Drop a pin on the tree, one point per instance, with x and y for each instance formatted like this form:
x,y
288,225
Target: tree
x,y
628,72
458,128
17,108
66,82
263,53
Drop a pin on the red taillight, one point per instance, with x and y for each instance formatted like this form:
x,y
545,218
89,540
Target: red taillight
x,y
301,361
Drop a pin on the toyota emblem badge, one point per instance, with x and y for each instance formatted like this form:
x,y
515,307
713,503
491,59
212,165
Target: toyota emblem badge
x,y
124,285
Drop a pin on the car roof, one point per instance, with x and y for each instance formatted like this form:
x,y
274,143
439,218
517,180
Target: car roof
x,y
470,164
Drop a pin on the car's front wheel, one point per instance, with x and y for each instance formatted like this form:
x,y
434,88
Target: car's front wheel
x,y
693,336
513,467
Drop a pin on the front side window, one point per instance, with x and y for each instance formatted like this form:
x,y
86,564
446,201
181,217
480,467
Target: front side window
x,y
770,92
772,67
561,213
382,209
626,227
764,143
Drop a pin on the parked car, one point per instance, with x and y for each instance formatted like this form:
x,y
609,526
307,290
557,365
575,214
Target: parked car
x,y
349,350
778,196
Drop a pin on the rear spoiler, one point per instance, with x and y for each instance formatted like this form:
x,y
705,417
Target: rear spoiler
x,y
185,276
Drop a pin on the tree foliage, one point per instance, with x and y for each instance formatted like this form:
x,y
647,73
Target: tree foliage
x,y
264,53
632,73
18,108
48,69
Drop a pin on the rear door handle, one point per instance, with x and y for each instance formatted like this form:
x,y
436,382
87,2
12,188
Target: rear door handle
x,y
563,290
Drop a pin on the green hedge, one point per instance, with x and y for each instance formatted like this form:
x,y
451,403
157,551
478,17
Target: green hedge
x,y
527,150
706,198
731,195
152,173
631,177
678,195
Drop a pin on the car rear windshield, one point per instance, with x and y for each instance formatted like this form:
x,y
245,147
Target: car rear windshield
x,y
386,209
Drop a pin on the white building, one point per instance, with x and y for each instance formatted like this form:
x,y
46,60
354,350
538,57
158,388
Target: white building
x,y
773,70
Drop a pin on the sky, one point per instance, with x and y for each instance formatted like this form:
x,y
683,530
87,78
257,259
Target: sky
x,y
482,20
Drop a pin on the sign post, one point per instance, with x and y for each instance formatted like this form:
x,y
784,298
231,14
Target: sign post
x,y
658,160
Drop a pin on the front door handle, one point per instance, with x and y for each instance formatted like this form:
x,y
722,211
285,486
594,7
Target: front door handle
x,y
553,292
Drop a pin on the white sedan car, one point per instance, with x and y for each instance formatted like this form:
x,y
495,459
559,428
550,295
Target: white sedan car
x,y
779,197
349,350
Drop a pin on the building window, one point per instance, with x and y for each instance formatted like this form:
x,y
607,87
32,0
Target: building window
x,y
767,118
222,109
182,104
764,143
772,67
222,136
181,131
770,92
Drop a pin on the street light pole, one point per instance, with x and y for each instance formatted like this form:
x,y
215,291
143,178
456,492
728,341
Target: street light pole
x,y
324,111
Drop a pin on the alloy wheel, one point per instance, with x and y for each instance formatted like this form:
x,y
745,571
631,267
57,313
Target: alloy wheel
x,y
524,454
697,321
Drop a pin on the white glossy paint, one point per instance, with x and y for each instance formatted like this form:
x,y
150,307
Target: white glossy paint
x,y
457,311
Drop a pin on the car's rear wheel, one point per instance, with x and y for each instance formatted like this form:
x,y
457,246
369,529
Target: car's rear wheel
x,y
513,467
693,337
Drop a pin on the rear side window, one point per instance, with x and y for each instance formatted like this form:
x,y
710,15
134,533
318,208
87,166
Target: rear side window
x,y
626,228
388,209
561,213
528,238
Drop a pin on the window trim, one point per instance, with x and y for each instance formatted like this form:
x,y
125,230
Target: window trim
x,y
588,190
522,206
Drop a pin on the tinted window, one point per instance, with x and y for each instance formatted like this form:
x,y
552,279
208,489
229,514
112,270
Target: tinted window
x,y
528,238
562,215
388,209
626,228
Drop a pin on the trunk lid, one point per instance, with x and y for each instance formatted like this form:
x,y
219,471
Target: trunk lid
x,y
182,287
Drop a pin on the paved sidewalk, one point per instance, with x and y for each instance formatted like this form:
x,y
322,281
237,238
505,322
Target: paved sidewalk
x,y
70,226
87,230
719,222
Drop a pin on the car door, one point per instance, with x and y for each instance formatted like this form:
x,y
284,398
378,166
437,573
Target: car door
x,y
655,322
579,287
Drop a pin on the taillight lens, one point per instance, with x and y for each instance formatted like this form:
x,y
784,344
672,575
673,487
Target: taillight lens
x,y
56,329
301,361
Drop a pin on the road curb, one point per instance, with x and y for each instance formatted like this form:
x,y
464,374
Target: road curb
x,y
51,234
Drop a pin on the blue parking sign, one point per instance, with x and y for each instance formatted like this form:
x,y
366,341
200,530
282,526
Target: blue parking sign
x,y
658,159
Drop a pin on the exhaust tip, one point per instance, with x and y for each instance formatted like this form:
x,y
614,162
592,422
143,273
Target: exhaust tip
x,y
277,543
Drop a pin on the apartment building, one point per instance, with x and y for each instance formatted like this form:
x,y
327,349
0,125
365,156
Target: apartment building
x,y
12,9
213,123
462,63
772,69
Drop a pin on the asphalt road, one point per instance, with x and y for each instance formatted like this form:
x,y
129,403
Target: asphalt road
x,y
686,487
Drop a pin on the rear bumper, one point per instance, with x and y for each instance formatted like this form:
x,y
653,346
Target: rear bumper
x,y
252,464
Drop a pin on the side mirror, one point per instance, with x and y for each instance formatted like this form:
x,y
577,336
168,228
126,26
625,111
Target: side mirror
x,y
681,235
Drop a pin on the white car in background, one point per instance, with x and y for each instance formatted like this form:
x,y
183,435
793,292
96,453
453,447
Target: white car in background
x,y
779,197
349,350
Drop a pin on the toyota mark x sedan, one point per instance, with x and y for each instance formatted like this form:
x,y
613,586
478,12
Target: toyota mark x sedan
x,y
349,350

= = = =

→ Goal:
Starting at the row that contains "Drop a pin on the white car" and ending at the last row, write out every row again, requests included, and offset each coordinate in the answers by adding 15. Leave the coordinates in the requests and their format samples as they are, and reproduce only these rows.

→ Solved problem:
Drop a pin on the white car in background, one point per instance, with x and y for each instance formatted like this form:
x,y
183,435
793,292
96,453
453,447
Target: white car in background
x,y
794,212
364,365
Drop a pin on the toyota mark x sedan, one point per instance, with x and y for each instance formatted like this form:
x,y
613,586
478,12
Target: toyota mark x sedan
x,y
364,365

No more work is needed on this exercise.